Put every line of the data below into a numbered list, leaving out any blank lines.

· · ·

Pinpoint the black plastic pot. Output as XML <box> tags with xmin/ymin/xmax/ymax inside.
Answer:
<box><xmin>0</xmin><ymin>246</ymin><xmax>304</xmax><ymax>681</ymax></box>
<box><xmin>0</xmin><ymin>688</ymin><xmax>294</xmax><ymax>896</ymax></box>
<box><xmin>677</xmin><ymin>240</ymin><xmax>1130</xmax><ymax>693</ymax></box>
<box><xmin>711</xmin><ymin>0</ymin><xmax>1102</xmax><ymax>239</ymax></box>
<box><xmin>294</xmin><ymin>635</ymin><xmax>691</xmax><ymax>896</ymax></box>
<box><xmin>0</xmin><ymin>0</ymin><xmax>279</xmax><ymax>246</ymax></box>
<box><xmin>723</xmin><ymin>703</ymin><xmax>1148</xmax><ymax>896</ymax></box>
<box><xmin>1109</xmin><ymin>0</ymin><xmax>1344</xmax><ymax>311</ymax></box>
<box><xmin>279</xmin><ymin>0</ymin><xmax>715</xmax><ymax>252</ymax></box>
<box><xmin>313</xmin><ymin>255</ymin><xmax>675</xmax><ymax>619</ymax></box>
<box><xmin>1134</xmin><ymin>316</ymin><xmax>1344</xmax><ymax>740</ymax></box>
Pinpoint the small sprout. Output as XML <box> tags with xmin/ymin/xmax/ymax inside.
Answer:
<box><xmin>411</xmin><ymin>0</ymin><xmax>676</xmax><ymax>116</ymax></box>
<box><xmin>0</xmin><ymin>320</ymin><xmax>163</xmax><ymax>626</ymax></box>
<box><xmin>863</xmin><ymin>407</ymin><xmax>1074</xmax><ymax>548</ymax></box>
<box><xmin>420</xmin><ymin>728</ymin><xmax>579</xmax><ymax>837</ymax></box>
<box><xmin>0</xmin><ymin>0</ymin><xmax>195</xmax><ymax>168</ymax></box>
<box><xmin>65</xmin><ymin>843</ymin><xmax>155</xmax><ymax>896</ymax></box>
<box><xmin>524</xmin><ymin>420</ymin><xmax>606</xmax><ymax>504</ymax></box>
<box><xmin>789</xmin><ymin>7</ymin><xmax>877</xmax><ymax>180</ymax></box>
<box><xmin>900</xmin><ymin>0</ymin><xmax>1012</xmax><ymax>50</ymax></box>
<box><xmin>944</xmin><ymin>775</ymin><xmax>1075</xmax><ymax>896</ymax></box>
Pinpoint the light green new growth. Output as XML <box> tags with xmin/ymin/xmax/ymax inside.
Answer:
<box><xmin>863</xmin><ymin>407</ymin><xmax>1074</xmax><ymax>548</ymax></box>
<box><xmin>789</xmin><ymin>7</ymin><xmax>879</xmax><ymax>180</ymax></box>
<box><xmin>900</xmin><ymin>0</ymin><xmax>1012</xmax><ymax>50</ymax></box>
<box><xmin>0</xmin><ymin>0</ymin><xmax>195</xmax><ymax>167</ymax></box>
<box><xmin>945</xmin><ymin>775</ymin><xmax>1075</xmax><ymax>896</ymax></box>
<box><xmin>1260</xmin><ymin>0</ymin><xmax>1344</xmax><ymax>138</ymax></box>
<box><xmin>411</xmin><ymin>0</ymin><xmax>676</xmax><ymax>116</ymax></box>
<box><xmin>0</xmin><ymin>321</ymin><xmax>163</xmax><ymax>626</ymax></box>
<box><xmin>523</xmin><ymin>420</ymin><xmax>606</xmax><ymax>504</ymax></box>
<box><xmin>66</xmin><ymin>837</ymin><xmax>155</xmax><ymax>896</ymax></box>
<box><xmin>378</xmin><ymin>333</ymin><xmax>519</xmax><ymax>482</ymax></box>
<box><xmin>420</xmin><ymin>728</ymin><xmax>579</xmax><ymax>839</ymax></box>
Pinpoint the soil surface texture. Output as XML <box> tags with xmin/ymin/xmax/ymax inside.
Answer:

· · ·

Response to this task:
1. Pinpoint the black plastic pot. Output as XML <box> tags with xmin/ymin/xmax/ymax inside.
2. Answer:
3. <box><xmin>0</xmin><ymin>246</ymin><xmax>304</xmax><ymax>681</ymax></box>
4. <box><xmin>0</xmin><ymin>688</ymin><xmax>294</xmax><ymax>896</ymax></box>
5. <box><xmin>677</xmin><ymin>240</ymin><xmax>1130</xmax><ymax>693</ymax></box>
6. <box><xmin>711</xmin><ymin>0</ymin><xmax>1102</xmax><ymax>239</ymax></box>
7. <box><xmin>294</xmin><ymin>635</ymin><xmax>691</xmax><ymax>896</ymax></box>
8. <box><xmin>0</xmin><ymin>0</ymin><xmax>279</xmax><ymax>246</ymax></box>
9. <box><xmin>723</xmin><ymin>703</ymin><xmax>1148</xmax><ymax>896</ymax></box>
10. <box><xmin>1109</xmin><ymin>0</ymin><xmax>1344</xmax><ymax>311</ymax></box>
11. <box><xmin>279</xmin><ymin>0</ymin><xmax>715</xmax><ymax>252</ymax></box>
12. <box><xmin>313</xmin><ymin>255</ymin><xmax>675</xmax><ymax>619</ymax></box>
13. <box><xmin>1134</xmin><ymin>316</ymin><xmax>1344</xmax><ymax>740</ymax></box>
14. Pinpoint the small sprout. Output as XML <box> tags with xmin/ymin/xmax/ymax inside.
15. Answer:
16. <box><xmin>411</xmin><ymin>0</ymin><xmax>676</xmax><ymax>116</ymax></box>
17. <box><xmin>0</xmin><ymin>320</ymin><xmax>163</xmax><ymax>626</ymax></box>
18. <box><xmin>863</xmin><ymin>407</ymin><xmax>1074</xmax><ymax>548</ymax></box>
19. <box><xmin>420</xmin><ymin>728</ymin><xmax>579</xmax><ymax>837</ymax></box>
20. <box><xmin>0</xmin><ymin>0</ymin><xmax>195</xmax><ymax>168</ymax></box>
21. <box><xmin>65</xmin><ymin>843</ymin><xmax>155</xmax><ymax>896</ymax></box>
22. <box><xmin>524</xmin><ymin>420</ymin><xmax>606</xmax><ymax>504</ymax></box>
23. <box><xmin>789</xmin><ymin>7</ymin><xmax>877</xmax><ymax>180</ymax></box>
24. <box><xmin>900</xmin><ymin>0</ymin><xmax>1012</xmax><ymax>50</ymax></box>
25. <box><xmin>944</xmin><ymin>775</ymin><xmax>1075</xmax><ymax>896</ymax></box>
26. Pinpoint the light green new growth. Output as XML <box> tags with xmin/ymin/xmax/ymax inside.
27. Answer:
28. <box><xmin>863</xmin><ymin>407</ymin><xmax>1074</xmax><ymax>548</ymax></box>
29. <box><xmin>789</xmin><ymin>7</ymin><xmax>879</xmax><ymax>180</ymax></box>
30. <box><xmin>900</xmin><ymin>0</ymin><xmax>1012</xmax><ymax>50</ymax></box>
31. <box><xmin>0</xmin><ymin>0</ymin><xmax>195</xmax><ymax>167</ymax></box>
32. <box><xmin>945</xmin><ymin>775</ymin><xmax>1075</xmax><ymax>896</ymax></box>
33. <box><xmin>1260</xmin><ymin>0</ymin><xmax>1344</xmax><ymax>138</ymax></box>
34. <box><xmin>411</xmin><ymin>0</ymin><xmax>676</xmax><ymax>116</ymax></box>
35. <box><xmin>0</xmin><ymin>321</ymin><xmax>163</xmax><ymax>626</ymax></box>
36. <box><xmin>523</xmin><ymin>420</ymin><xmax>606</xmax><ymax>504</ymax></box>
37. <box><xmin>66</xmin><ymin>837</ymin><xmax>155</xmax><ymax>896</ymax></box>
38. <box><xmin>378</xmin><ymin>333</ymin><xmax>519</xmax><ymax>482</ymax></box>
39. <box><xmin>420</xmin><ymin>728</ymin><xmax>579</xmax><ymax>839</ymax></box>
40. Pinpoint the soil surface texture. Output as XML <box> tags with xmin/ymin/xmax/ymax inside.
41. Answer:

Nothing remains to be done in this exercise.